-- MATERIAL SUPPLIED --
Content starts
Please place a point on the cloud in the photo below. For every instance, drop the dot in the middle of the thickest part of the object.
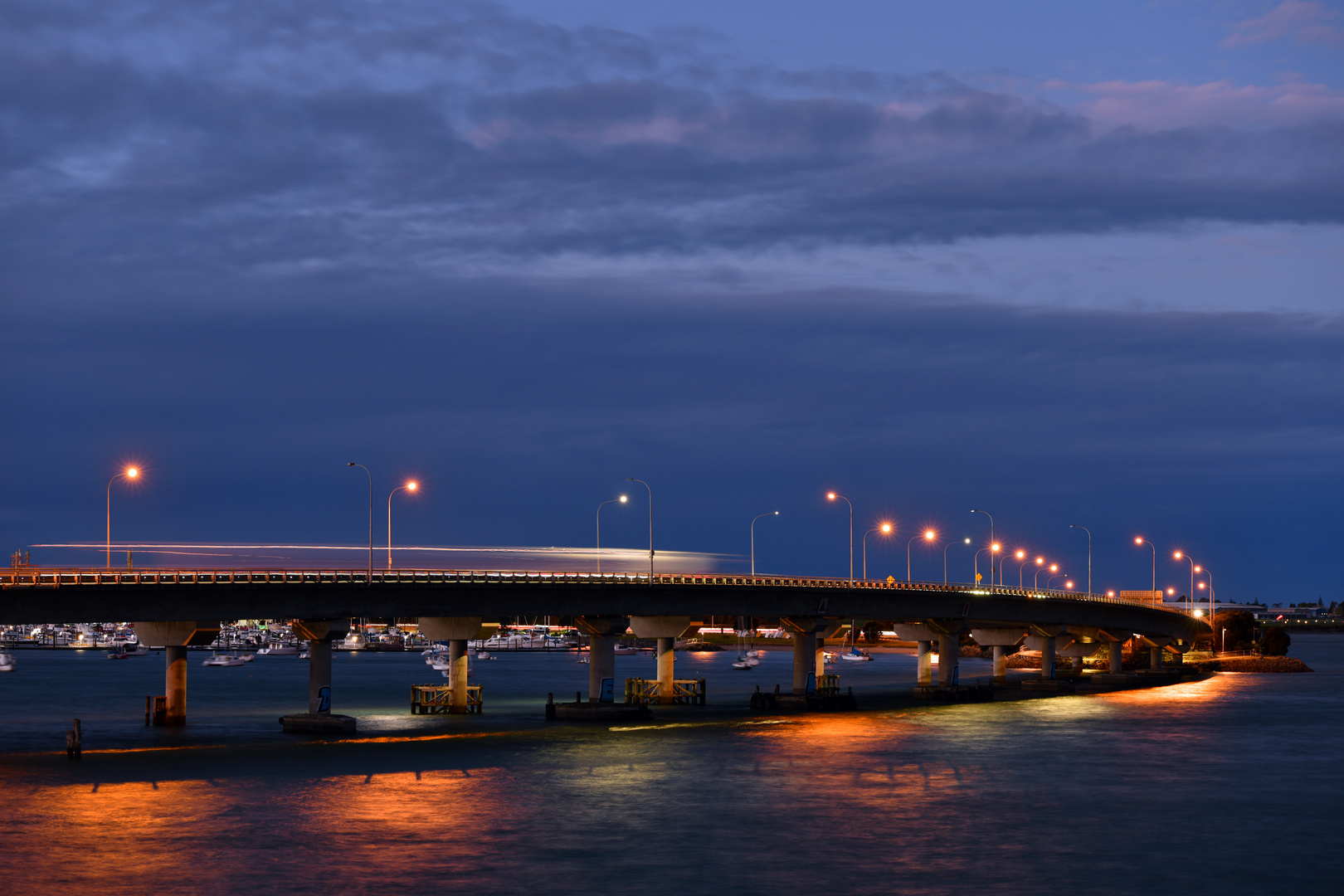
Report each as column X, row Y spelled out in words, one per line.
column 292, row 139
column 1304, row 21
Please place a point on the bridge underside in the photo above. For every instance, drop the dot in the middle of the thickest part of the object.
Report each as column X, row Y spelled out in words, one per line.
column 324, row 601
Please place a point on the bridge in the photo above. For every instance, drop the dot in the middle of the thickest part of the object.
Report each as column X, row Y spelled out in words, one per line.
column 179, row 607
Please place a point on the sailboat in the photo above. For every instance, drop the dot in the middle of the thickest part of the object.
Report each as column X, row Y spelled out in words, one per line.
column 854, row 653
column 746, row 659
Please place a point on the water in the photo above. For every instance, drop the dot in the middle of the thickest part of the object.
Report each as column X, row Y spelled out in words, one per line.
column 1229, row 785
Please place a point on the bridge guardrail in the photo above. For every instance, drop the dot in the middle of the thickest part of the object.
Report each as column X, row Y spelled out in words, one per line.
column 56, row 578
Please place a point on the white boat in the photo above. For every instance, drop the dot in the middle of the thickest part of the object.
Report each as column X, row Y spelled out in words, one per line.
column 223, row 660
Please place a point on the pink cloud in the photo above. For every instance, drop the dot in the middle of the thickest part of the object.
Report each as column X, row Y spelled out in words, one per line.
column 1305, row 21
column 1163, row 104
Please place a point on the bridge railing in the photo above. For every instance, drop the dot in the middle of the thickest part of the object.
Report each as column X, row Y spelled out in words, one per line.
column 56, row 578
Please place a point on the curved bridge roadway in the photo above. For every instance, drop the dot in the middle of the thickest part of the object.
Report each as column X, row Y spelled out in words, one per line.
column 177, row 607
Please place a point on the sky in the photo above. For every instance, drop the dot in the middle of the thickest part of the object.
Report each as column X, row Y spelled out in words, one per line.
column 1069, row 264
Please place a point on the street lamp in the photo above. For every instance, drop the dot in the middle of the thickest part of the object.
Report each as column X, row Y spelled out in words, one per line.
column 753, row 535
column 130, row 473
column 832, row 496
column 620, row 500
column 1194, row 568
column 370, row 578
column 1089, row 553
column 1140, row 540
column 886, row 529
column 992, row 548
column 991, row 540
column 929, row 535
column 650, row 524
column 945, row 558
column 409, row 486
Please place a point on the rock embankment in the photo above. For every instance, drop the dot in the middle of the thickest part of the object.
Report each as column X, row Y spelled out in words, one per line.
column 1252, row 664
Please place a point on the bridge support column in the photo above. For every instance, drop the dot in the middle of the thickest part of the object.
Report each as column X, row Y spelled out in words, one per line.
column 319, row 719
column 665, row 668
column 457, row 665
column 175, row 685
column 175, row 637
column 949, row 655
column 601, row 631
column 1047, row 659
column 804, row 659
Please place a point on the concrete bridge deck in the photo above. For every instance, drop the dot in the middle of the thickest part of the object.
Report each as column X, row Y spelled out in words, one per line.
column 65, row 596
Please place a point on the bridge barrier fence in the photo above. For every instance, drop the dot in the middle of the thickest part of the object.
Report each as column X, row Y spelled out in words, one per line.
column 56, row 578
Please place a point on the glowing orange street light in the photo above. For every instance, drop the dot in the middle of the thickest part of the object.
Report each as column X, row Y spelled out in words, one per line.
column 130, row 473
column 409, row 486
column 886, row 528
column 928, row 535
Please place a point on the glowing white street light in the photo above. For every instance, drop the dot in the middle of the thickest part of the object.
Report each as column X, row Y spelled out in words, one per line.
column 130, row 473
column 620, row 500
column 409, row 486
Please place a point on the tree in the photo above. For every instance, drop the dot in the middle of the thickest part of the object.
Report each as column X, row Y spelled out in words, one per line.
column 1274, row 644
column 1239, row 631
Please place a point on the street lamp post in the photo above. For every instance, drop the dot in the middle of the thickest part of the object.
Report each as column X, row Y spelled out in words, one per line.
column 1089, row 553
column 620, row 500
column 650, row 524
column 753, row 535
column 945, row 558
column 886, row 529
column 1190, row 601
column 409, row 486
column 929, row 535
column 1140, row 540
column 370, row 578
column 991, row 540
column 832, row 496
column 130, row 473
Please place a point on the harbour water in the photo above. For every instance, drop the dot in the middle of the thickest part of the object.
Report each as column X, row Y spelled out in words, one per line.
column 1222, row 786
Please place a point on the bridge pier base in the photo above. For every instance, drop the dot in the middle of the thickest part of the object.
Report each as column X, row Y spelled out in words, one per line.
column 601, row 631
column 665, row 668
column 175, row 685
column 949, row 659
column 923, row 663
column 1047, row 659
column 804, row 659
column 319, row 719
column 457, row 665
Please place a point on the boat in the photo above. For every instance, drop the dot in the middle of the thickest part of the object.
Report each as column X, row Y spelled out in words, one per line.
column 223, row 660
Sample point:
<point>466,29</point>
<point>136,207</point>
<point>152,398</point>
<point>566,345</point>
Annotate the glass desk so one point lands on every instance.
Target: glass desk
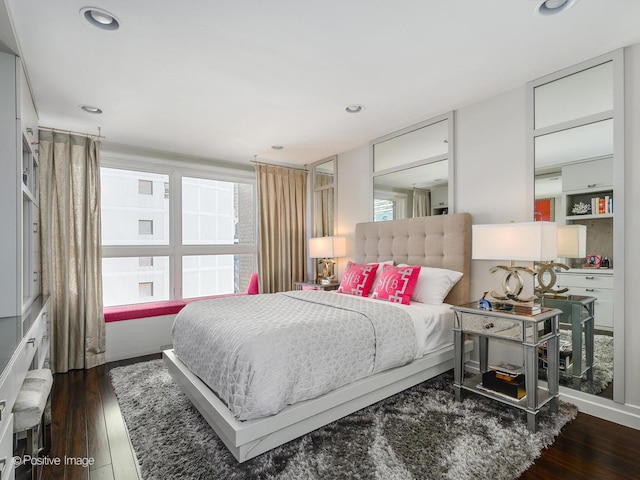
<point>577,311</point>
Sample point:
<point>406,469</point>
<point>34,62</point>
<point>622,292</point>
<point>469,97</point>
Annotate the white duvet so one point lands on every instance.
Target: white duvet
<point>261,353</point>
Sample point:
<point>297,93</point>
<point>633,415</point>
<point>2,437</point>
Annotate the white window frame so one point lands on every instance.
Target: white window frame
<point>175,250</point>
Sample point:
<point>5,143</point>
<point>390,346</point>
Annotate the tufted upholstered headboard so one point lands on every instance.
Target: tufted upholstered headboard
<point>442,241</point>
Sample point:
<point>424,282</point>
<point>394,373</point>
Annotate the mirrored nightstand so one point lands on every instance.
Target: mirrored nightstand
<point>316,286</point>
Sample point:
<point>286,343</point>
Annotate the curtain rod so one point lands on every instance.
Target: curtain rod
<point>60,130</point>
<point>260,162</point>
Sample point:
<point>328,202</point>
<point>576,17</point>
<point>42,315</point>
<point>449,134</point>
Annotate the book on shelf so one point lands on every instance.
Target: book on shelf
<point>601,205</point>
<point>505,379</point>
<point>520,308</point>
<point>506,396</point>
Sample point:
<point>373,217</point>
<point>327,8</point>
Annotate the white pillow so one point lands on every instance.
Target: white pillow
<point>378,273</point>
<point>434,284</point>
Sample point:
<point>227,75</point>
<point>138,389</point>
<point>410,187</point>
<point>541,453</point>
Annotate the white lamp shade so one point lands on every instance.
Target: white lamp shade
<point>532,241</point>
<point>327,247</point>
<point>572,241</point>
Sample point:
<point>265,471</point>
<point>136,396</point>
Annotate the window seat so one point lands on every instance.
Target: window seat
<point>154,309</point>
<point>167,307</point>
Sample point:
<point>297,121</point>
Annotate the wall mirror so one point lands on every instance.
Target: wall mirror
<point>412,171</point>
<point>577,144</point>
<point>324,182</point>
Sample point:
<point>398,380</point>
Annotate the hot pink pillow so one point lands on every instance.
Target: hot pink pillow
<point>396,284</point>
<point>357,279</point>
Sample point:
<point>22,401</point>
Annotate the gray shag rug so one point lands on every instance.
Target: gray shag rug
<point>602,365</point>
<point>421,433</point>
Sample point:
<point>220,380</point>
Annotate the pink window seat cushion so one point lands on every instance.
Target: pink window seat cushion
<point>153,309</point>
<point>167,307</point>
Content ends
-- WHAT IS REQUIRED --
The records above should be copied word for word, with the pictures left out.

-- ANSWER TO THE EXERCISE --
Please place a point on the cloud in the photo below. For every instance, drop the dot in the middle of the thickest part of the object.
Report each as column X, row Y spelled out in words, one per line.
column 292, row 139
column 1304, row 21
Please place a point on the bridge underside in the photo above. For every instance, drop the dot in the middle of the thickest part of the object.
Report each as column X, row Y spelled out in words, one per line.
column 324, row 601
Please place a point on the bridge in the photo above. For every instance, drop the dot in the middle of the thickest part of the object.
Report each as column X, row Y spelled out in words, one per line.
column 179, row 607
Please place a point on the sailboat in the photo above. For every instance, drop the dot in the middle of the thickest part of the object.
Report each as column X, row Y spelled out in words, one per line.
column 854, row 653
column 746, row 659
Please place a point on the water in the photo above. For every instance, drop the dot in the middle of the thickest part of the object.
Report each as column X, row Y spelled out in words, one per line.
column 1229, row 785
Please place a point on the bridge guardrail in the photo above. For every instance, drop the dot in the middle of the thickest part of the object.
Report each as column X, row Y spelled out in words, one per line.
column 56, row 578
Please place a point on the white boat in the photo above. For every instance, drop the dot in the middle of the thickest part of the object.
Report each as column X, row Y spelled out in words, one per line.
column 223, row 660
Please place a point on the pink cloud in the photo above. For every instance, drop the dot in the middle of the thickest part of the object.
Report each as column X, row Y spelled out in words, one per line.
column 1305, row 21
column 1163, row 104
Please place a point on the bridge railing in the photo above. For every instance, drop the dot in the middle of the thickest part of the object.
Report each as column X, row Y spelled out in words, one per line.
column 56, row 578
Please place a point on the curved bridge roadway in the photo above. For every instance, drop the dot in the middle of the thickest part of the object.
Report each as column X, row Y spelled out in words, one per line.
column 177, row 607
Please place a point on the sky in the photo above. For every instance, drop the dot in the middle of the thickest part of the object.
Report each as column X, row Y spelled out in words, one per line.
column 1069, row 264
Please place a point on the street lamp in the photo above. For every instance, drop the dot in the middle of the thickest part of the object.
Report each as column X, row Y spelled out in words, one per line.
column 753, row 535
column 130, row 473
column 832, row 496
column 620, row 500
column 1194, row 568
column 370, row 578
column 1089, row 553
column 1140, row 540
column 886, row 529
column 992, row 548
column 991, row 540
column 929, row 535
column 650, row 524
column 945, row 558
column 409, row 486
Please place a point on the rock embankment in the photo above. For every instance, drop the dot in the middle of the thickest part of the object.
Report each as column X, row Y spelled out in words, one per line.
column 1252, row 664
Please place a point on the bridge support column in the photo above. For every instance, drop the dot in the middle of the thickest part of the object.
Report each as column X, row Y spelled out in words, one per line.
column 319, row 719
column 665, row 668
column 457, row 665
column 175, row 685
column 175, row 637
column 949, row 655
column 601, row 631
column 1047, row 659
column 804, row 659
Please place a point on the concrete bridge deck in the photo above. For every instance, drop the dot in the middle of the thickest part of the object.
Report each as column X, row Y spelled out in words, one per line.
column 65, row 596
Please place a point on the bridge barrier fence in the photo above. For every instance, drop the dot in the middle of the thickest part of the object.
Report each as column X, row Y spelled out in words, one per line.
column 56, row 578
Please place a point on the glowing orange street light in the photo above. For every instance, drop the dot in the middle of the thickest part of the object.
Report each as column X, row Y spelled out in words, one per line.
column 130, row 473
column 409, row 486
column 886, row 528
column 928, row 535
Please place a point on the glowing white street light in the photo above. For every instance, drop the dot in the middle of the thickest part of the object.
Report each as column X, row Y spelled out in words, one per line.
column 130, row 473
column 620, row 500
column 409, row 486
Please place a point on the tree in the photo above. For every instance, drop the dot in the middle of the thickest part of the object.
Report each as column X, row Y spelled out in words, one per line.
column 1274, row 644
column 1239, row 631
Please place a point on the street lamp post in the photo above. For every instance, drop the dot in the middle of the thickest part of the object.
Report each as column X, row Y spelled out in words, one per line.
column 1089, row 553
column 620, row 500
column 650, row 524
column 753, row 535
column 945, row 558
column 886, row 529
column 1190, row 601
column 409, row 486
column 929, row 535
column 1140, row 540
column 370, row 578
column 991, row 540
column 832, row 496
column 130, row 473
Please place a point on the harbour water in the photo above. For every instance, drop the dot in the middle of the thickest part of the object.
Report each as column X, row Y spelled out in words, one per line.
column 1222, row 786
Please place a point on the bridge pier base in the photo above. For every instance, drop the dot in the middle of the thickest part of the object.
Report each as column X, row Y spelled out in words, one per line.
column 601, row 631
column 665, row 668
column 175, row 685
column 949, row 659
column 923, row 663
column 1047, row 659
column 804, row 659
column 319, row 719
column 457, row 665
Please place a point on the boat in the photo above. For every instance, drop the dot in the middle of the thickest part of the object.
Report each as column X, row Y spelled out in words, one per line.
column 223, row 660
Sample point:
<point>466,29</point>
<point>136,207</point>
<point>152,398</point>
<point>566,345</point>
Annotate the glass desk so one point lands on every instance.
Target: glass desk
<point>577,311</point>
Sample point:
<point>406,469</point>
<point>34,62</point>
<point>622,292</point>
<point>469,97</point>
Annotate the white duvet so one point lands on every instance.
Target: white duvet
<point>261,353</point>
Sample point:
<point>297,93</point>
<point>633,415</point>
<point>2,437</point>
Annotate the white window frame so one point lands on every instance.
Target: white window frame
<point>175,250</point>
Sample point:
<point>5,143</point>
<point>390,346</point>
Annotate the tufted upholstered headboard so one point lands on every instance.
Target: tufted upholstered headboard
<point>442,241</point>
Sample point:
<point>424,282</point>
<point>394,373</point>
Annotate the mirrored nightstand so one point lands on every instance.
Target: mirrored nightstand
<point>316,286</point>
Sample point:
<point>286,343</point>
Annotate the curtain rod so one point lands on every instance.
Target: curtain rod
<point>60,130</point>
<point>260,162</point>
Sample point:
<point>328,202</point>
<point>576,17</point>
<point>42,315</point>
<point>449,134</point>
Annotate the book on shelf so one point lands on every instance.
Target: book on shelf
<point>601,205</point>
<point>505,379</point>
<point>520,308</point>
<point>506,396</point>
Sample point:
<point>373,217</point>
<point>327,8</point>
Annotate the white pillow so one point lands on every instance.
Target: white pillow
<point>378,273</point>
<point>434,284</point>
Sample point:
<point>227,75</point>
<point>138,389</point>
<point>410,187</point>
<point>541,453</point>
Annotate the white lamp shade so one point lands on every instance.
Target: white lamp shade
<point>532,241</point>
<point>327,247</point>
<point>572,241</point>
Sample point:
<point>265,471</point>
<point>136,396</point>
Annotate the window seat so one point lands on every instance.
Target: window seat
<point>154,309</point>
<point>167,307</point>
Sample point:
<point>297,121</point>
Annotate the wall mirror so one point lands on every instance.
Target: wall mirror
<point>412,171</point>
<point>577,144</point>
<point>324,182</point>
Sample point:
<point>398,380</point>
Annotate the hot pink pillow so one point lands on every instance.
Target: hot pink pillow
<point>396,284</point>
<point>357,279</point>
Sample point:
<point>22,401</point>
Annotate the gray shag rug so one point lands on every instance.
Target: gray shag rug
<point>602,365</point>
<point>421,433</point>
Sample point:
<point>220,380</point>
Annotate the pink window seat cushion so one point lands on every instance.
Target: pink window seat cushion
<point>153,309</point>
<point>167,307</point>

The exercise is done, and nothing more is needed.